**DATA SECTION**:

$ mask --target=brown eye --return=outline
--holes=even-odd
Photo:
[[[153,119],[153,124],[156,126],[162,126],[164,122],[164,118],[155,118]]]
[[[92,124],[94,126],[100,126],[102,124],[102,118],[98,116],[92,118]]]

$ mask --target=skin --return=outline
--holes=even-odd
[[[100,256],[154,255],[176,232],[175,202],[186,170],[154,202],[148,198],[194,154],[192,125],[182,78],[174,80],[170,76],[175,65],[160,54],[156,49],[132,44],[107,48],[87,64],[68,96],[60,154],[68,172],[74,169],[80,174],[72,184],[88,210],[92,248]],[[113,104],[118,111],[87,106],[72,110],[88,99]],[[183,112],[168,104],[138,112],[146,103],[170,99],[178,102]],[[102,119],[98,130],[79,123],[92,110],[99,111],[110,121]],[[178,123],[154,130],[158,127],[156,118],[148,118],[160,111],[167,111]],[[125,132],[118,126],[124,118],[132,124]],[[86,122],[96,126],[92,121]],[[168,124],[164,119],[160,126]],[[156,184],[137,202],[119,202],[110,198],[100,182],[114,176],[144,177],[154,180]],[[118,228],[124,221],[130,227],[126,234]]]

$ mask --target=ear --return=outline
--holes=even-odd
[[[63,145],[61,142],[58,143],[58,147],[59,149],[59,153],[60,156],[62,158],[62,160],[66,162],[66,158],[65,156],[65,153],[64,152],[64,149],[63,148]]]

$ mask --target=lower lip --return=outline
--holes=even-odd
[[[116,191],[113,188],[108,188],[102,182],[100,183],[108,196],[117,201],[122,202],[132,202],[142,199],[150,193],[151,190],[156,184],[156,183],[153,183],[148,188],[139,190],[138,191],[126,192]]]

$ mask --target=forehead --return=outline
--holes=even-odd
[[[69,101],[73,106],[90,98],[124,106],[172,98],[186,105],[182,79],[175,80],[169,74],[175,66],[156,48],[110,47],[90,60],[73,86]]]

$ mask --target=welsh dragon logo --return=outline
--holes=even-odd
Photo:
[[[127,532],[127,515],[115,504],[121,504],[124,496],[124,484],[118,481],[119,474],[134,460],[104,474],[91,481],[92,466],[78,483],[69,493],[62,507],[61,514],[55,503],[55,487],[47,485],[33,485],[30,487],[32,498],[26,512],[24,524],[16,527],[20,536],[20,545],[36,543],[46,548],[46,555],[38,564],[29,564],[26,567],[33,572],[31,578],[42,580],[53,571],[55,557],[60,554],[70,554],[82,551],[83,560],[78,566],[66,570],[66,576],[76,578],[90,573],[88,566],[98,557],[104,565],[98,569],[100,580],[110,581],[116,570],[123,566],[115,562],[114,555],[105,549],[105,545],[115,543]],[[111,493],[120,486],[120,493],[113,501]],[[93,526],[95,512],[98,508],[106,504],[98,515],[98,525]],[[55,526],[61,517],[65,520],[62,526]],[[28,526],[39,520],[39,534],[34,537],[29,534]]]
==
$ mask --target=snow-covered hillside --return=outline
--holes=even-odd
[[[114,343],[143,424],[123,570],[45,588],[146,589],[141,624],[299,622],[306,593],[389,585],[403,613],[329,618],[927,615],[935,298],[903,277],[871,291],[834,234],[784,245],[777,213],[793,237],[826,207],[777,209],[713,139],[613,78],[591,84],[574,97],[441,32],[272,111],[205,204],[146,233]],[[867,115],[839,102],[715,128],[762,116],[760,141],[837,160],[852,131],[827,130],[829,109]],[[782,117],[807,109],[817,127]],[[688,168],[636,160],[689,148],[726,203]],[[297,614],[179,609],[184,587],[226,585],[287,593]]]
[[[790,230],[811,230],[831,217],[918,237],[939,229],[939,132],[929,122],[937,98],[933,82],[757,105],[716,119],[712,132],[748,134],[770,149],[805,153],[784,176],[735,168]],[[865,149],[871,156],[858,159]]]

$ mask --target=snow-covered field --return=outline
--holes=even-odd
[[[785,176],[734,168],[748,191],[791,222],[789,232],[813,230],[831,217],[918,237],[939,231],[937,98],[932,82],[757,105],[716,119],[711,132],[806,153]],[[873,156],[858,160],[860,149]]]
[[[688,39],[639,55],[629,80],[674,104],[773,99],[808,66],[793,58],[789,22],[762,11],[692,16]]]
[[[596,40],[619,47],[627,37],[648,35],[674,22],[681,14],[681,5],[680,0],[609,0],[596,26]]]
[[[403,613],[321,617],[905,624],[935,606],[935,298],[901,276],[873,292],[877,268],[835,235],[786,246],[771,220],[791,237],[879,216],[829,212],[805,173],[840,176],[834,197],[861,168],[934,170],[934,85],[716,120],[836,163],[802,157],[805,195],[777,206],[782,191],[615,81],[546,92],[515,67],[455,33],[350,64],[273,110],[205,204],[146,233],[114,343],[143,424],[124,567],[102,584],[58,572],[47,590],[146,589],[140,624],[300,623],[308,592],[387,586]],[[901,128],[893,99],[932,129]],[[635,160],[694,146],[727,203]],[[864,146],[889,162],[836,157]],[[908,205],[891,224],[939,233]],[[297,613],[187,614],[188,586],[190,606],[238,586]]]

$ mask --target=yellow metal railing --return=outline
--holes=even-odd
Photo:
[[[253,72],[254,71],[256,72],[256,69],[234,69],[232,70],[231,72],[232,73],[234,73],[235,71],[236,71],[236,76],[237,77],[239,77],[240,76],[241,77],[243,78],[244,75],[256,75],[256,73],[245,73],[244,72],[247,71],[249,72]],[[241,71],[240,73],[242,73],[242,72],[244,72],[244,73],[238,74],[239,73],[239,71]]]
* * *
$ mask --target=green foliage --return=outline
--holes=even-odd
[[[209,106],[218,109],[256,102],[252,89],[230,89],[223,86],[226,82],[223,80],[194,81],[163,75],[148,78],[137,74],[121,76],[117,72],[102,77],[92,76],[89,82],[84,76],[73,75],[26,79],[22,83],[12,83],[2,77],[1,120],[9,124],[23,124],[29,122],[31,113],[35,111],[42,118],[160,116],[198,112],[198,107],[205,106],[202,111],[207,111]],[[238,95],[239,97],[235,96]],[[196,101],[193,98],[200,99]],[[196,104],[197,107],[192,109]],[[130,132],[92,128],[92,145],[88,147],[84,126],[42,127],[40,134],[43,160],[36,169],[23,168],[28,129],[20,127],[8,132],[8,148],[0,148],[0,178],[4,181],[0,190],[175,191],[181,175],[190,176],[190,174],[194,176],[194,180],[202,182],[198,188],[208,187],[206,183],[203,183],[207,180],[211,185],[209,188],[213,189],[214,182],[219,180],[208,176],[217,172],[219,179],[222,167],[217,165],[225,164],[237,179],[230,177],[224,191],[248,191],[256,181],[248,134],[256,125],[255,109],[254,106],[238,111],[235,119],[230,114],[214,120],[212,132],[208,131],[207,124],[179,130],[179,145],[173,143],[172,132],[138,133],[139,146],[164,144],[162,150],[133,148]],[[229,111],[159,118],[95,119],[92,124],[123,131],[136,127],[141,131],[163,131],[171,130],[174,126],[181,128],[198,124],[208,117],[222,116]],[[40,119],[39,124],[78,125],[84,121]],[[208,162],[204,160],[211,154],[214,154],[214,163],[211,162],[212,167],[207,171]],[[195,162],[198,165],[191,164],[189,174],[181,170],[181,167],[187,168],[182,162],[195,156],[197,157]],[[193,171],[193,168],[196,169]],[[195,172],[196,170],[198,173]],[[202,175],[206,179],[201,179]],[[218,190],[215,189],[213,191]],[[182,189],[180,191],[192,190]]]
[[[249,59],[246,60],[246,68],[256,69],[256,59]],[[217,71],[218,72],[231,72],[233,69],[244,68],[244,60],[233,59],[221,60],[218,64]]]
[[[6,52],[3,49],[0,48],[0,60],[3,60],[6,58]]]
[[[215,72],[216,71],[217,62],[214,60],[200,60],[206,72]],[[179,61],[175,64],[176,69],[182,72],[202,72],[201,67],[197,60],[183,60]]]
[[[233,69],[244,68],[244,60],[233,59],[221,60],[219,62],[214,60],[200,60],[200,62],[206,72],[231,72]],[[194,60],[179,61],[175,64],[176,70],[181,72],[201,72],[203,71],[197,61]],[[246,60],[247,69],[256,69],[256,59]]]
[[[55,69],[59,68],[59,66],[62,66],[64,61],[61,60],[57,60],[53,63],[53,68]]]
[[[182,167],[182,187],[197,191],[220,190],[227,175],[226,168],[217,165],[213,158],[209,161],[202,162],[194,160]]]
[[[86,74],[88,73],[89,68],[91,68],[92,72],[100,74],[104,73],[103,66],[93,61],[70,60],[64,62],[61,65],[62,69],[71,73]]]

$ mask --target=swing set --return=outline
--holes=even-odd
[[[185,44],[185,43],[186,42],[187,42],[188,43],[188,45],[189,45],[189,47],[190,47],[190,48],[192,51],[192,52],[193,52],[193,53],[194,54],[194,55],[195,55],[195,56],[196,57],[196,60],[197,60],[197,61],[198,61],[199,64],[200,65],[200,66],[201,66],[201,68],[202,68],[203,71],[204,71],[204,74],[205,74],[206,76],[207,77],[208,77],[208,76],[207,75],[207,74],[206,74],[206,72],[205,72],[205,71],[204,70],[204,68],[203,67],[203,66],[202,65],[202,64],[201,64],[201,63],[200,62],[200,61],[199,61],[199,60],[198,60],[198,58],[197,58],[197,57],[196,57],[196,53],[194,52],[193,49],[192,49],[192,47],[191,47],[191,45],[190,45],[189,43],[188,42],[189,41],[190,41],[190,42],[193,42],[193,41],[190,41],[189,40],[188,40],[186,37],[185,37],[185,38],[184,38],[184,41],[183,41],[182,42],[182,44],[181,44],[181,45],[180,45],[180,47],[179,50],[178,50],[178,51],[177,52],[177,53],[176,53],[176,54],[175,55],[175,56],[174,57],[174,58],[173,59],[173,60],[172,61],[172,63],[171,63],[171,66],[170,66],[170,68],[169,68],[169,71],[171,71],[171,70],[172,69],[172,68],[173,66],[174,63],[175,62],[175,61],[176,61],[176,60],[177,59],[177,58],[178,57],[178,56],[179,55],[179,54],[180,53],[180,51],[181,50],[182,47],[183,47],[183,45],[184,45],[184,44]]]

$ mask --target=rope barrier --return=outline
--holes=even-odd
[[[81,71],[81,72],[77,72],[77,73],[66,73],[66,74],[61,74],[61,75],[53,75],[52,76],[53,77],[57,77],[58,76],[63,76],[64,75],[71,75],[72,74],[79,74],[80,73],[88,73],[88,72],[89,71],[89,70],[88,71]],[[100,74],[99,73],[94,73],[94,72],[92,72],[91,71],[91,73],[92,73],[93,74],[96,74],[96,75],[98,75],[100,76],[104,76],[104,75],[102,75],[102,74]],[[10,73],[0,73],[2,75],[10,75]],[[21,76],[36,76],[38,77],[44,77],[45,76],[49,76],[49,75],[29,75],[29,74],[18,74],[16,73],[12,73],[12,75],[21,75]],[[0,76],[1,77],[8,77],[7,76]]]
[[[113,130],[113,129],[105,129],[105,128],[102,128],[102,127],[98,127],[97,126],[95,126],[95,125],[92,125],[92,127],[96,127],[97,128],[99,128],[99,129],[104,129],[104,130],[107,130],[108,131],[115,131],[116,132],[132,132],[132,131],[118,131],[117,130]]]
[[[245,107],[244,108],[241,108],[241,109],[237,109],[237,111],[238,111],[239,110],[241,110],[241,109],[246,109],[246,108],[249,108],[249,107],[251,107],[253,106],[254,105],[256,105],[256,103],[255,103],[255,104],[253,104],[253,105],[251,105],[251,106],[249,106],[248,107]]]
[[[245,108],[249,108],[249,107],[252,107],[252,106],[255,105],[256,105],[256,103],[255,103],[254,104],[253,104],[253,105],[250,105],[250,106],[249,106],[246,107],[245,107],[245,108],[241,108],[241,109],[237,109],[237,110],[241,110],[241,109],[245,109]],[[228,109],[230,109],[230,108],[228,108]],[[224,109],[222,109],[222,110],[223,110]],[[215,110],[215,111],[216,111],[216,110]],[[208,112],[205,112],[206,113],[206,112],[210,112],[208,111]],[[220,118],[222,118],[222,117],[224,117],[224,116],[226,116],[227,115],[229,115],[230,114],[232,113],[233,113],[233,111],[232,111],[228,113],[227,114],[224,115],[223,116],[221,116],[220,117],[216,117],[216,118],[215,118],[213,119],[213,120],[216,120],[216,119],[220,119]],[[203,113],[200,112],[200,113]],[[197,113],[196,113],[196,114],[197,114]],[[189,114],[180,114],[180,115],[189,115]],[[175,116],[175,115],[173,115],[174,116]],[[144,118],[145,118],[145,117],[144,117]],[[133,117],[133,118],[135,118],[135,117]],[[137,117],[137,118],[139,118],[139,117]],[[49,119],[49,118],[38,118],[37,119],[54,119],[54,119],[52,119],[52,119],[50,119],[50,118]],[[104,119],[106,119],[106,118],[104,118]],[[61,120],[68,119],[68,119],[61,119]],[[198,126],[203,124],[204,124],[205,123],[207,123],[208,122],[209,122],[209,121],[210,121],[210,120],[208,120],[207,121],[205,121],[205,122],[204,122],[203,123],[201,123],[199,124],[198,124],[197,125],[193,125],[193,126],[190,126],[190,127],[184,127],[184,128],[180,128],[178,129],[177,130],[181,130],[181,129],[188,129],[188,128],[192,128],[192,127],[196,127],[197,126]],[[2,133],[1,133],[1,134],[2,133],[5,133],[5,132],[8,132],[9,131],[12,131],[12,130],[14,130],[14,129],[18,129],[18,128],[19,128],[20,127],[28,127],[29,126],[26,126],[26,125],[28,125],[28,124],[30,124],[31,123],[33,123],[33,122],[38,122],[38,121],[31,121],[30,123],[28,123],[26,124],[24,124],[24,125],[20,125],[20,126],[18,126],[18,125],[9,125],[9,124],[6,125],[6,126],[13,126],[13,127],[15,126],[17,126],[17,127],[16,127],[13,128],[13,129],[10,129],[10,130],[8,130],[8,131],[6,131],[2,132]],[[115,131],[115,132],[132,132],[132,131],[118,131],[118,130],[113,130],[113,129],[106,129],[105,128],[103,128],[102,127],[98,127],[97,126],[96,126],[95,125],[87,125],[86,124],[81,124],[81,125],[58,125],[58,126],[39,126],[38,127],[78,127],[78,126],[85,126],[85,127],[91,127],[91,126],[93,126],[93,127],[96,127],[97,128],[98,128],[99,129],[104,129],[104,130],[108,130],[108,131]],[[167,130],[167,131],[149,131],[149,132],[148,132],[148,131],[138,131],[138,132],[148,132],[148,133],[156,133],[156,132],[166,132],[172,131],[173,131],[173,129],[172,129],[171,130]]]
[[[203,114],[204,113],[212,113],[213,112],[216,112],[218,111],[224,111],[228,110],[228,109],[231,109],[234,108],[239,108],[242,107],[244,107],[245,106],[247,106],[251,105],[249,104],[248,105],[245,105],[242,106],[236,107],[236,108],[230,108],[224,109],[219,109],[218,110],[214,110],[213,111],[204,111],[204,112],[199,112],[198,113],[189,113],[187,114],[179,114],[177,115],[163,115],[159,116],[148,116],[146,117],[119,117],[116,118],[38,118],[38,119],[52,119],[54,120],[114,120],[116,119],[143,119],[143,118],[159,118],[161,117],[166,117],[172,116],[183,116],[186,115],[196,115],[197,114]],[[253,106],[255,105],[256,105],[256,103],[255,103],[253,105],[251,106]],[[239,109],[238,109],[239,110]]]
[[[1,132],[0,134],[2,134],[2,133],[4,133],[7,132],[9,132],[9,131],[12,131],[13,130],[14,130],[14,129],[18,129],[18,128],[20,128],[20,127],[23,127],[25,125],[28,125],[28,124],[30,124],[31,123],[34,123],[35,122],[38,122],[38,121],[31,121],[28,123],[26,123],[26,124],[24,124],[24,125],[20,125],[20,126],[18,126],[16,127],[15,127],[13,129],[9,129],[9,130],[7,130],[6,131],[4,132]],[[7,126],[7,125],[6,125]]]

**EXERCISE**: Extract every line of the records that contains the string "covered", treating uppercase and lowercase letters as distinct.

**RESPONSE TO THE TASK**:
$ mask --target=snow-covered hillside --return=outline
$ mask --target=snow-covered field --return=outline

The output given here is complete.